In the Reuters report on North Korea below, reproduce the stretch from "SEOUL, (Reuters) –" through "was a crisis.", swapping "provocations" for "challenges".
[[ Passage to read open ]]
US envoy says N.Korea provocative, but sees no crisis

SEOUL, (Reuters) – The top U.S. envoy to North Korea today said revelations that Pyongyang had made rapid   advances in enriching uranium were the latest in a series of   provocations over the past 20 years, but denied it was a crisis.

“It is the latest in a series of provocative moves by the   DPRK … it is a very difficult problem we have been   struggling to deal with for 20 years,” said Stephen Bosworth,   referring to the North by its acronym.

“This is not a crisis, we are not surprised,” he told   reporters in Seoul after meeting South Korean officials in   Seoul, on the first leg of a tour of the region’s main power.

“We’ve been watching and analysing the DPRK’s aspirations   to produce uranium. (However it is ) not helpful to jointly   agreed goals we have subscribed to in terms of peace,   prosperity, and stability in the Korean peninsula and   Northeast Asia.”

A U.S. nuclear scientist said at the weekend that North   Korean officials had shown him a uranium enrichment plant,   with over a thousand centifuges, giving the North a secound   route to produce nuclear bombs.

Siegfried Hecker of Stanford University said he had been   escorted to a plant at the Yongbyon nuclear complex this month   where he saw hundreds of centrifuges that North Korea said   were operational.
[[ Passage to read closed ]]
[[ Provided information open ]]
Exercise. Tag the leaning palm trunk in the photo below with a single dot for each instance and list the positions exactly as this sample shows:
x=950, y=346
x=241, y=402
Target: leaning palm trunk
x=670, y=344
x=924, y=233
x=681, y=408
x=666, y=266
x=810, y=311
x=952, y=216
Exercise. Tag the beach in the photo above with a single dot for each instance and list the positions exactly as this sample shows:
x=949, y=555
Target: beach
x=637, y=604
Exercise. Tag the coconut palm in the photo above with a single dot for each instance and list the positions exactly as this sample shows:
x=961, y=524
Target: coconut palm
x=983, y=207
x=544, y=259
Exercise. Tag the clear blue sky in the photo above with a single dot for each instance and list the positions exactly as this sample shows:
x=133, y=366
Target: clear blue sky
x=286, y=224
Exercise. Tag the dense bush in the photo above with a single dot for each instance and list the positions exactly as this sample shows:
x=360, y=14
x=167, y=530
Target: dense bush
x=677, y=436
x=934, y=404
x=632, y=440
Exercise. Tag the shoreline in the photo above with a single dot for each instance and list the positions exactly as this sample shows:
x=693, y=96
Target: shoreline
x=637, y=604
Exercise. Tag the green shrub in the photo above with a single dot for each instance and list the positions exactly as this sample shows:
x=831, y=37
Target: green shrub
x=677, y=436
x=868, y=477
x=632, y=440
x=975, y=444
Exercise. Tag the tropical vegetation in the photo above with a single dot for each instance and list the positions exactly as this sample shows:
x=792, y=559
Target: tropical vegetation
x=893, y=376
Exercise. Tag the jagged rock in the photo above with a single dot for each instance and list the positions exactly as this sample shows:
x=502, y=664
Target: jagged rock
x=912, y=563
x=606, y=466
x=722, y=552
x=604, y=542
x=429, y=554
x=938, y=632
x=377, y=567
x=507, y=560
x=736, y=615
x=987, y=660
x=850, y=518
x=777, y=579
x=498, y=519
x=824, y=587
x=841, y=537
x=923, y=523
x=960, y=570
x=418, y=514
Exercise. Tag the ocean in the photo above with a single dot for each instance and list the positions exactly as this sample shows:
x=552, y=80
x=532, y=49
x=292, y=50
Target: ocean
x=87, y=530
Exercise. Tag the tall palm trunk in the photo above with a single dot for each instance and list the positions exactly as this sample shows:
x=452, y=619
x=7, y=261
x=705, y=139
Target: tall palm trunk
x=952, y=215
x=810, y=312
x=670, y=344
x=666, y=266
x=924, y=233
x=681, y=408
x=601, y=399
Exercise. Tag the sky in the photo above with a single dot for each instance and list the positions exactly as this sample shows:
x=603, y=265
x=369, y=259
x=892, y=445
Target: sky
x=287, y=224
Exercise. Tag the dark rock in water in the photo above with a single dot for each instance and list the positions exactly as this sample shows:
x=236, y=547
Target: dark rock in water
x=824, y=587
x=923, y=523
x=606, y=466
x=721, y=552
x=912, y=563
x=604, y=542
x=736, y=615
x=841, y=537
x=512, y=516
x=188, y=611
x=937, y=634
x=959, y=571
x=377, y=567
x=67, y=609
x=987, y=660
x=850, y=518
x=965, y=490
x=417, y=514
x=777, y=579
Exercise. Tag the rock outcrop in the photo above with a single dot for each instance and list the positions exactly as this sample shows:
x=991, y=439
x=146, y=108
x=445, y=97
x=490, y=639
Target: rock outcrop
[[ Provided information closed ]]
#### Exercise solution
SEOUL, (Reuters) – The top U.S. envoy to North Korea today said revelations that Pyongyang had made rapid   advances in enriching uranium were the latest in a series of   challenges over the past 20 years, but denied it was a crisis.